Work required
Find the line below with "Question. Identify every instance of the pond". Print it and every line after it exactly, through the last line, leaving out the pictures.

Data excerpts
────────────────
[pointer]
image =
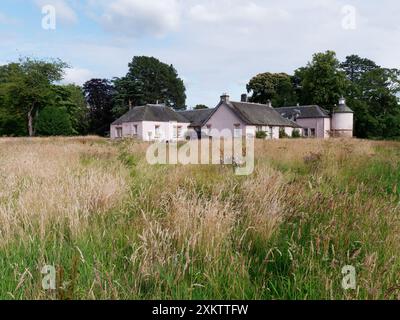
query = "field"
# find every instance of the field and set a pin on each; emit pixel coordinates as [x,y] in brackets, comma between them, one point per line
[115,227]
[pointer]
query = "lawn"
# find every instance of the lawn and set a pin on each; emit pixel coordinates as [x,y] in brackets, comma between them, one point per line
[115,227]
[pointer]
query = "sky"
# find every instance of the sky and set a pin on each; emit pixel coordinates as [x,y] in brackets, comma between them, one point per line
[217,46]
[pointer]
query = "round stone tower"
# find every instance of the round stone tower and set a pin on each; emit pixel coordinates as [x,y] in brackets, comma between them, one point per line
[342,120]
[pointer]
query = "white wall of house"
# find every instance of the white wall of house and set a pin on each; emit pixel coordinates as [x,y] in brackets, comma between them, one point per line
[327,127]
[320,125]
[343,123]
[151,131]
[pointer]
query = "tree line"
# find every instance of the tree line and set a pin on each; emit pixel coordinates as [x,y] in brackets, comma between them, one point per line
[371,91]
[34,103]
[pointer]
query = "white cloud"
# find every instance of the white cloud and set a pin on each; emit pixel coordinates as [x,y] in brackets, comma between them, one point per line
[77,76]
[228,11]
[64,11]
[4,19]
[140,17]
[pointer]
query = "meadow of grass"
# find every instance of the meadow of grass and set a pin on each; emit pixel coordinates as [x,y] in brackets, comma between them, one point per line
[117,228]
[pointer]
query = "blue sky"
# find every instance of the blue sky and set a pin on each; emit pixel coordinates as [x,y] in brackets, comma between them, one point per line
[216,45]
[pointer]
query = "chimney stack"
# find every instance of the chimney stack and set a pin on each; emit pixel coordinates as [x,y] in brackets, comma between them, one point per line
[225,97]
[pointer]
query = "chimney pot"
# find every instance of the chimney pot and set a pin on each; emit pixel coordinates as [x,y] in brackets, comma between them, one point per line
[225,97]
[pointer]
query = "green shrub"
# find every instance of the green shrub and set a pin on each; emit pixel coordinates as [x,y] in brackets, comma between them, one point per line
[261,135]
[54,121]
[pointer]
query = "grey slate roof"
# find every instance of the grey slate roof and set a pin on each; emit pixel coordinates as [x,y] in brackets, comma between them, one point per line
[259,114]
[197,118]
[151,112]
[303,112]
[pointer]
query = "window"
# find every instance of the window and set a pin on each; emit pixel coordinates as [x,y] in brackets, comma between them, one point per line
[179,132]
[208,130]
[119,132]
[237,131]
[157,130]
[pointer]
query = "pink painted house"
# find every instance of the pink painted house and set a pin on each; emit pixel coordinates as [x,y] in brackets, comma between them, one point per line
[233,118]
[319,123]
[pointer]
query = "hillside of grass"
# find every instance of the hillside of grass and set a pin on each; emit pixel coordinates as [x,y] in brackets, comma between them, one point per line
[117,228]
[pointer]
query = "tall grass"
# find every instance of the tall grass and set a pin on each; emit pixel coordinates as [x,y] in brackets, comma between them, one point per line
[116,227]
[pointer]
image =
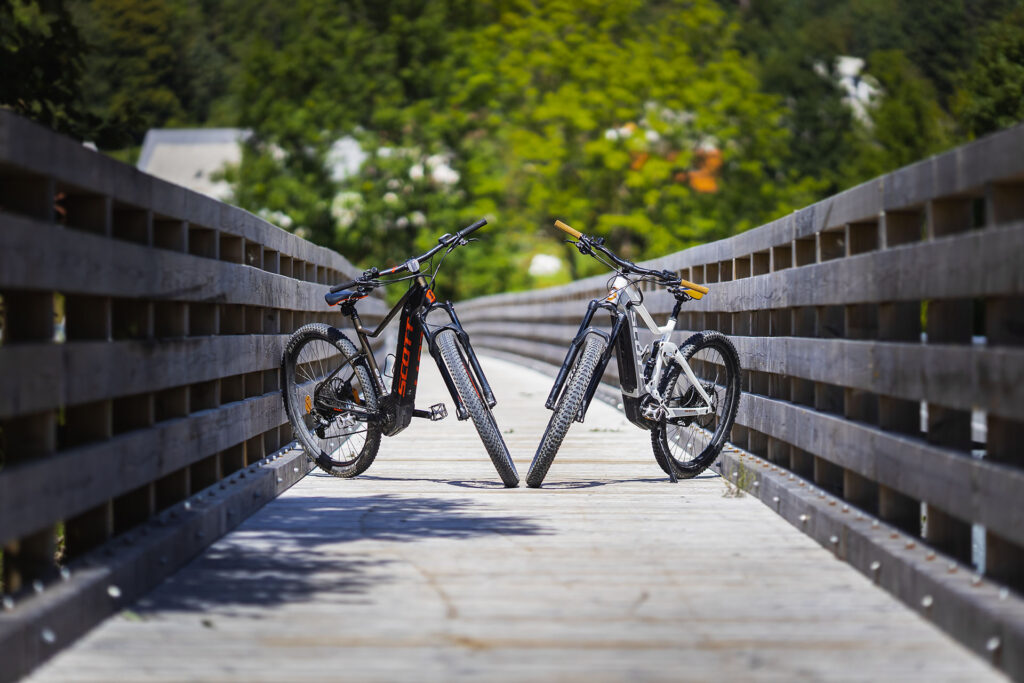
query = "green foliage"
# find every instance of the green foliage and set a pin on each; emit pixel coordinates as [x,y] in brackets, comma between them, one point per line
[41,65]
[151,65]
[907,123]
[657,125]
[990,95]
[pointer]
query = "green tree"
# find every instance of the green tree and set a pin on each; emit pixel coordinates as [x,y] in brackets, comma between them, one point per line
[583,117]
[906,122]
[41,65]
[990,94]
[148,65]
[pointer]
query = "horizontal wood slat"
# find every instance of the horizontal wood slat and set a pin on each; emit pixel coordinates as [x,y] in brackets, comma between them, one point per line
[44,489]
[44,256]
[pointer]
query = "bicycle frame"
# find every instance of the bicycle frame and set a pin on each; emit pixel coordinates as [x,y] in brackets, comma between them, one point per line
[398,403]
[641,400]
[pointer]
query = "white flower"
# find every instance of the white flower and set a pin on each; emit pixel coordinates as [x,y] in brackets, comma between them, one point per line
[444,174]
[545,264]
[345,208]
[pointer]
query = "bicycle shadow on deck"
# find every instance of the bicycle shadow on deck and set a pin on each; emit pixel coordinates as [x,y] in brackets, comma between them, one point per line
[552,484]
[295,550]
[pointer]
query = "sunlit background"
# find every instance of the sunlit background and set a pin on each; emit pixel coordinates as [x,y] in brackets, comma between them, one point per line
[374,126]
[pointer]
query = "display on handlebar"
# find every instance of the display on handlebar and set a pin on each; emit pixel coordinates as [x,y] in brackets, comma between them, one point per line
[587,245]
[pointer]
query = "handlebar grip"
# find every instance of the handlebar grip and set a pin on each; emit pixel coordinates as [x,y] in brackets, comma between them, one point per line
[692,286]
[344,286]
[566,228]
[475,226]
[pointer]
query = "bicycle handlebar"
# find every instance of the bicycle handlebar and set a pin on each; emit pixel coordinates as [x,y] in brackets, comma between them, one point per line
[369,275]
[590,244]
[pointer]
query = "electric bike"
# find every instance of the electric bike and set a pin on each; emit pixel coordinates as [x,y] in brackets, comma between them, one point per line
[335,394]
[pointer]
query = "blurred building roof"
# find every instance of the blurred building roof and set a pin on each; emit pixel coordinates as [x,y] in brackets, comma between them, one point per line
[189,157]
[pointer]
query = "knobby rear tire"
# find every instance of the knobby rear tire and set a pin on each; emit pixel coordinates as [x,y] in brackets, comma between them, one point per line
[296,386]
[455,360]
[726,399]
[566,409]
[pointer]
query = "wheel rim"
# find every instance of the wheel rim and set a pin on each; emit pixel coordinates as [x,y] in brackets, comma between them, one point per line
[688,442]
[323,399]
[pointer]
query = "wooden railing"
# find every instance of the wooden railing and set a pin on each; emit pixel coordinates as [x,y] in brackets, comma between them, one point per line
[882,336]
[142,327]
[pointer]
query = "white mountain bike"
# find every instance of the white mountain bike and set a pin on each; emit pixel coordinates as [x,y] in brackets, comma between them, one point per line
[685,394]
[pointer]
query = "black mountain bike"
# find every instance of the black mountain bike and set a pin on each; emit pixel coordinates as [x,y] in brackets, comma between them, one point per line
[335,394]
[686,395]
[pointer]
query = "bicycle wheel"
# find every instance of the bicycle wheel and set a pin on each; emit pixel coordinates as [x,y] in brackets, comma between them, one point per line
[455,360]
[566,409]
[327,394]
[690,444]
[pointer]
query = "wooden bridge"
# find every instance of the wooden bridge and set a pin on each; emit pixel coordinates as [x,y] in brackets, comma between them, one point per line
[865,523]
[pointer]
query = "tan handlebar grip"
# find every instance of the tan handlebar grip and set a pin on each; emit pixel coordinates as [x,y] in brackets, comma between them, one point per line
[692,286]
[571,230]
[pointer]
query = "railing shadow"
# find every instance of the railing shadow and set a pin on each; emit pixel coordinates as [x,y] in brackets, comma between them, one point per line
[300,547]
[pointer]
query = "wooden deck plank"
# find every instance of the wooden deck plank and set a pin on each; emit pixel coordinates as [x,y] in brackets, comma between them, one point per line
[425,567]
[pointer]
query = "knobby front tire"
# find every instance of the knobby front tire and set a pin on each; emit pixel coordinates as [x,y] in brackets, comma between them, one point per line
[316,396]
[689,446]
[566,409]
[455,360]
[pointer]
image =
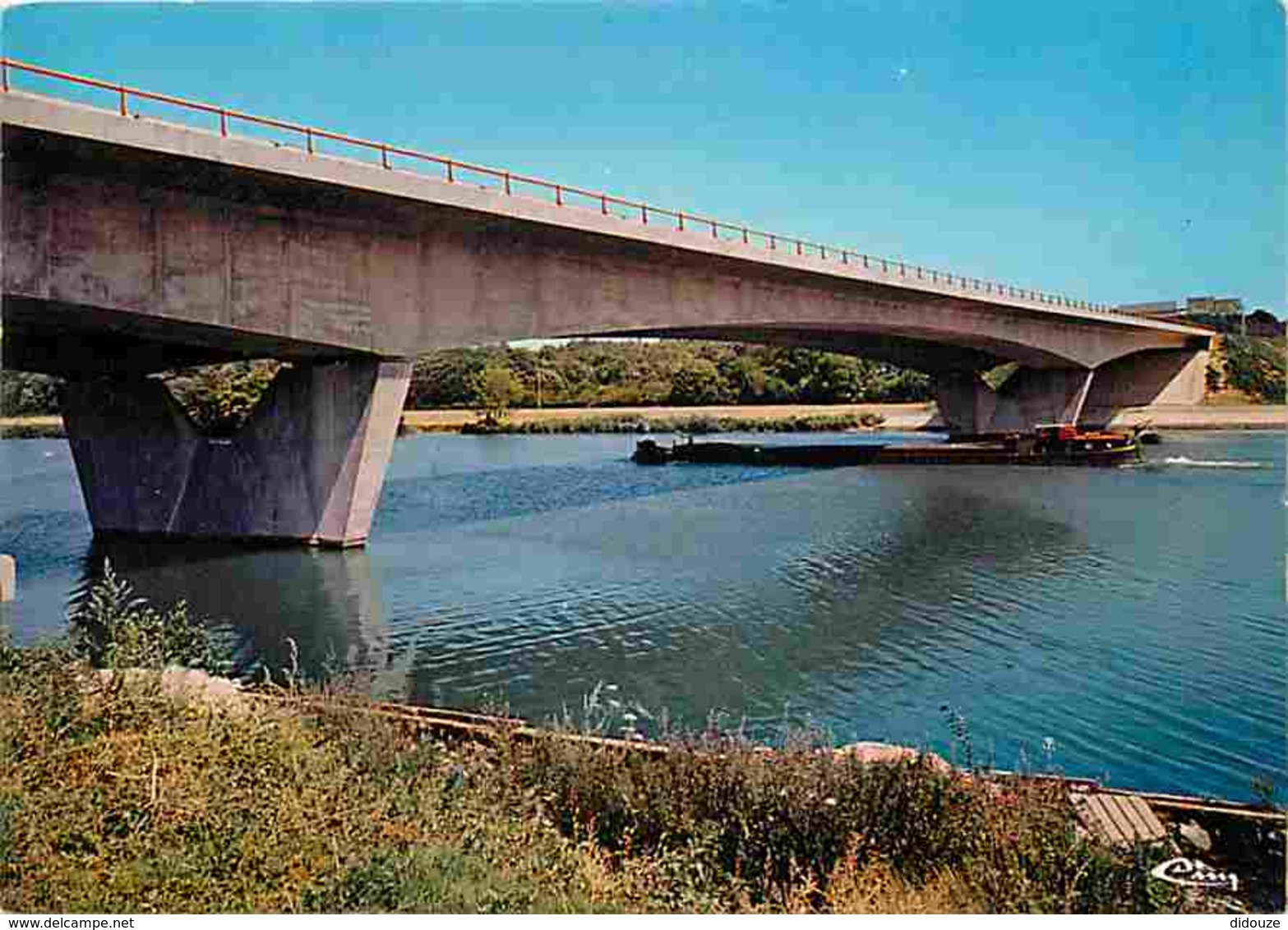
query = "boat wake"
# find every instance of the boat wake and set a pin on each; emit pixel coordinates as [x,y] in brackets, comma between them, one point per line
[1185,462]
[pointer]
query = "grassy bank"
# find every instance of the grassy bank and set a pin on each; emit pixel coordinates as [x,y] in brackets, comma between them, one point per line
[125,793]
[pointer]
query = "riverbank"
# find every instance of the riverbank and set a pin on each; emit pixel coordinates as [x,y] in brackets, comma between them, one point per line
[774,417]
[136,795]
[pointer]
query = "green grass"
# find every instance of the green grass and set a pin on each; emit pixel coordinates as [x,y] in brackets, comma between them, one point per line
[695,426]
[118,795]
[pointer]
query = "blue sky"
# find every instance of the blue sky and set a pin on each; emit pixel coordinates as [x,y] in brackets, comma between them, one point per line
[1112,151]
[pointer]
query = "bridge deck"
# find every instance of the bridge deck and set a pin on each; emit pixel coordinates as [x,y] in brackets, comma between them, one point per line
[401,173]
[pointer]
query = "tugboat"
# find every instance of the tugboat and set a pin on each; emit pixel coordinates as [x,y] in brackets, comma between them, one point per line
[1054,444]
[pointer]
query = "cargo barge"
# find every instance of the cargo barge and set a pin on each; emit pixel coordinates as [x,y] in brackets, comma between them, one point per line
[1046,444]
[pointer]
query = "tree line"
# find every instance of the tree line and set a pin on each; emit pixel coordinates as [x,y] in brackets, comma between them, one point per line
[681,374]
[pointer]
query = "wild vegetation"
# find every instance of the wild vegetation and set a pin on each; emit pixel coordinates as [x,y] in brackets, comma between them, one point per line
[681,374]
[1255,366]
[120,794]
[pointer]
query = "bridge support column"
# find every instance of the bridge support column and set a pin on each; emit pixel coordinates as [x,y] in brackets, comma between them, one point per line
[1029,396]
[307,465]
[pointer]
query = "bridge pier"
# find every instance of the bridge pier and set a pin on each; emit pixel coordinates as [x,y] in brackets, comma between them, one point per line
[306,467]
[1029,396]
[1087,396]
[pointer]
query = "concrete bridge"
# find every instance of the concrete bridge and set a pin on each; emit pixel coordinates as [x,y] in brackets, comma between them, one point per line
[136,244]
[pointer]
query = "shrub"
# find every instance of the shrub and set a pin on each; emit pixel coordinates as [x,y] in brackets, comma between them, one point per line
[113,628]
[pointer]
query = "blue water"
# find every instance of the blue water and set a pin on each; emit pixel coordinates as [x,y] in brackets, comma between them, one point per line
[1135,617]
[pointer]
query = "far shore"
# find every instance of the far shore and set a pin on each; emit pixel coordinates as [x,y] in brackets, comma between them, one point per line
[894,417]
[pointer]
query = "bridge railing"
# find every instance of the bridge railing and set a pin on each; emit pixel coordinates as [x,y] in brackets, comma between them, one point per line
[395,158]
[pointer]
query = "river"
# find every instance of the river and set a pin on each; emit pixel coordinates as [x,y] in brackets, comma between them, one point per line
[1124,624]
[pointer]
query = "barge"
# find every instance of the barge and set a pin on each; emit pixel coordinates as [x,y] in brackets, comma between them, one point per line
[1047,444]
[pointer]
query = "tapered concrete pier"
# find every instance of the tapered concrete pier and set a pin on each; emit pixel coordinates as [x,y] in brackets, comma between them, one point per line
[307,467]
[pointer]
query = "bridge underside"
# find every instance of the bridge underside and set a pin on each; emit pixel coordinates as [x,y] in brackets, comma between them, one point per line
[133,247]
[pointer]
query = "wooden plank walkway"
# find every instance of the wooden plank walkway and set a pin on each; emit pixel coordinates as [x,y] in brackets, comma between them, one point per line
[1122,819]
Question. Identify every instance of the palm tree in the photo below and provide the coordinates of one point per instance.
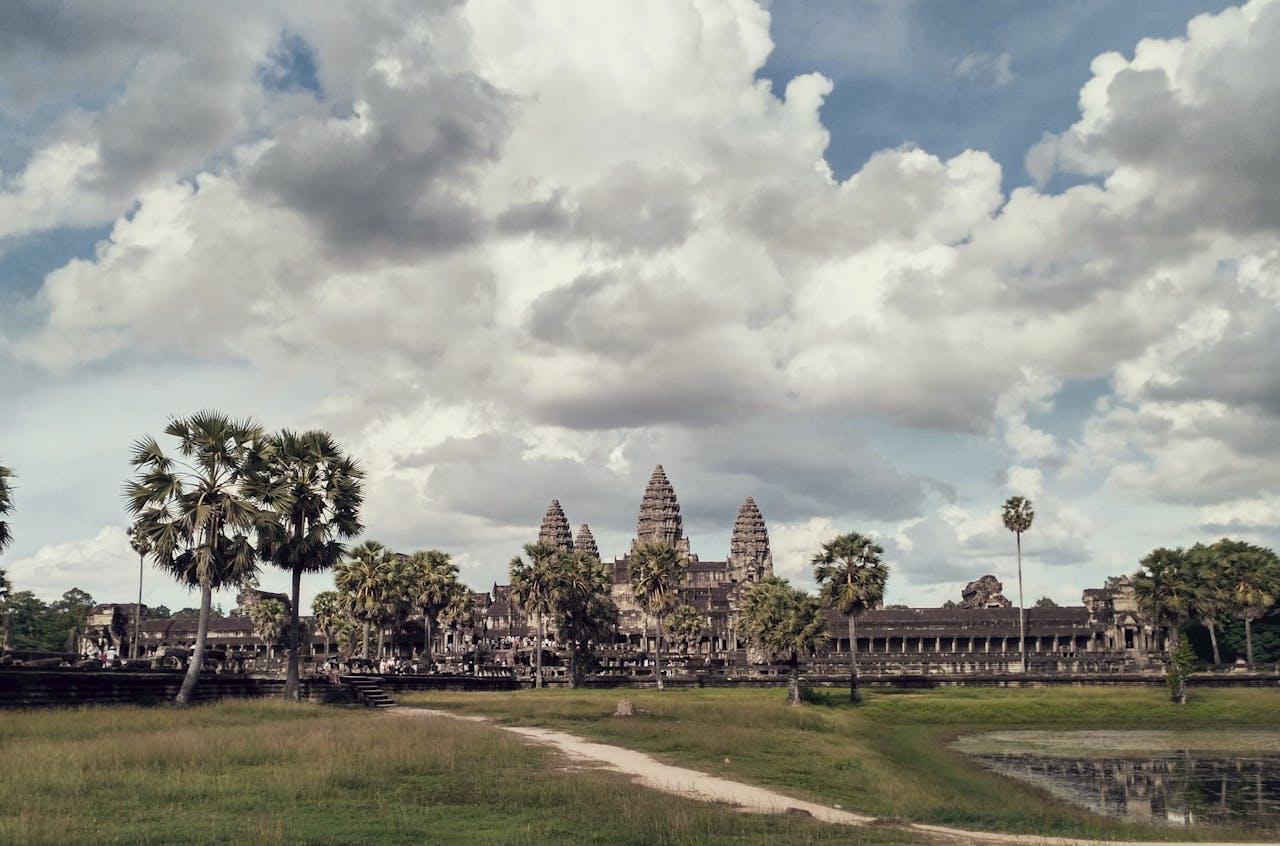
(1165, 590)
(531, 591)
(364, 579)
(329, 614)
(315, 492)
(1211, 591)
(581, 606)
(432, 581)
(784, 622)
(269, 618)
(853, 580)
(1253, 579)
(195, 513)
(5, 506)
(142, 548)
(1018, 517)
(685, 622)
(657, 574)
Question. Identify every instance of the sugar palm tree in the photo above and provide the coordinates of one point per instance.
(581, 606)
(141, 547)
(1018, 516)
(1253, 581)
(315, 492)
(364, 579)
(1165, 590)
(5, 506)
(851, 575)
(195, 513)
(531, 591)
(657, 574)
(432, 581)
(784, 623)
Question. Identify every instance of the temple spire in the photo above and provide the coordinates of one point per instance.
(659, 515)
(585, 543)
(554, 530)
(749, 557)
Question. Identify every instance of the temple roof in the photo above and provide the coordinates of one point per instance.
(585, 542)
(554, 530)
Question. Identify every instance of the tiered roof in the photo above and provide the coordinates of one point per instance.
(585, 542)
(554, 530)
(749, 554)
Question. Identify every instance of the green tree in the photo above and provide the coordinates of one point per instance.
(1018, 516)
(365, 579)
(432, 580)
(315, 492)
(851, 574)
(195, 512)
(581, 607)
(784, 623)
(686, 623)
(657, 574)
(270, 618)
(1252, 580)
(141, 547)
(5, 535)
(1211, 588)
(531, 591)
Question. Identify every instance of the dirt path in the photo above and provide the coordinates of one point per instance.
(705, 787)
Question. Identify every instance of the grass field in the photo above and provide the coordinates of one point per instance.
(891, 755)
(255, 772)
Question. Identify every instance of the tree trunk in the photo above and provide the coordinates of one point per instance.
(1022, 606)
(854, 694)
(197, 659)
(291, 673)
(794, 682)
(538, 654)
(428, 634)
(137, 611)
(657, 653)
(1212, 639)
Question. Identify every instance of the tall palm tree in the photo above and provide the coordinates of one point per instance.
(784, 622)
(1018, 516)
(531, 591)
(364, 579)
(851, 575)
(1165, 590)
(5, 506)
(193, 511)
(315, 492)
(1253, 582)
(581, 604)
(657, 574)
(141, 547)
(432, 581)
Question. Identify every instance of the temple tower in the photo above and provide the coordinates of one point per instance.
(749, 557)
(585, 542)
(659, 516)
(554, 530)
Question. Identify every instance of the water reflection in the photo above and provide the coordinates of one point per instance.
(1176, 789)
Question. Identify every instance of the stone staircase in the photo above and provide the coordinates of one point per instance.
(369, 690)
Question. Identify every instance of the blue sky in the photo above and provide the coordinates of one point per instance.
(878, 265)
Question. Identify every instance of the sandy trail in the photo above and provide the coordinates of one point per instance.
(693, 783)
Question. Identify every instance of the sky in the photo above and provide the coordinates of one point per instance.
(878, 265)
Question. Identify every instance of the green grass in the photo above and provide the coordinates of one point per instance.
(255, 772)
(888, 757)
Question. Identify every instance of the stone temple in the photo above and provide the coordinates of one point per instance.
(977, 635)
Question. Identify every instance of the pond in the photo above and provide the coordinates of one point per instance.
(1176, 778)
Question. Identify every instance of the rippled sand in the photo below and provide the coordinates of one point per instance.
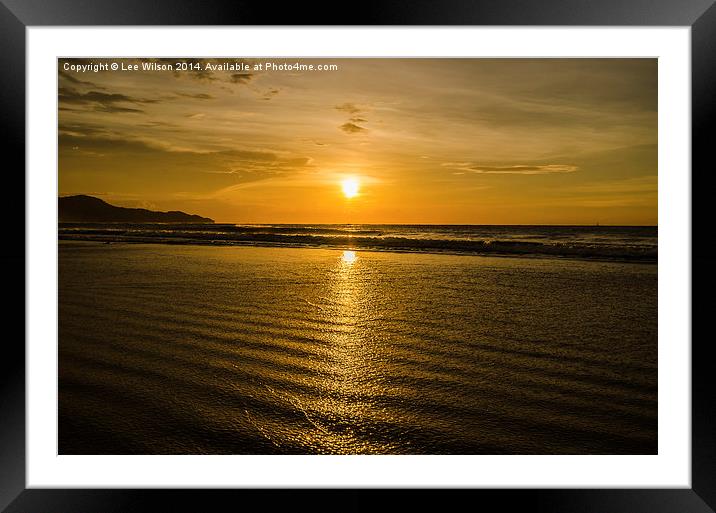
(246, 350)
────────────────
Your solution
Question. Identify every instance of the pond in the photo above and provide the coordinates of one point per instance.
(1176, 778)
Question. Identify every instance of the rippled sand in the photo below and provide the coordinates of one point per instance.
(246, 350)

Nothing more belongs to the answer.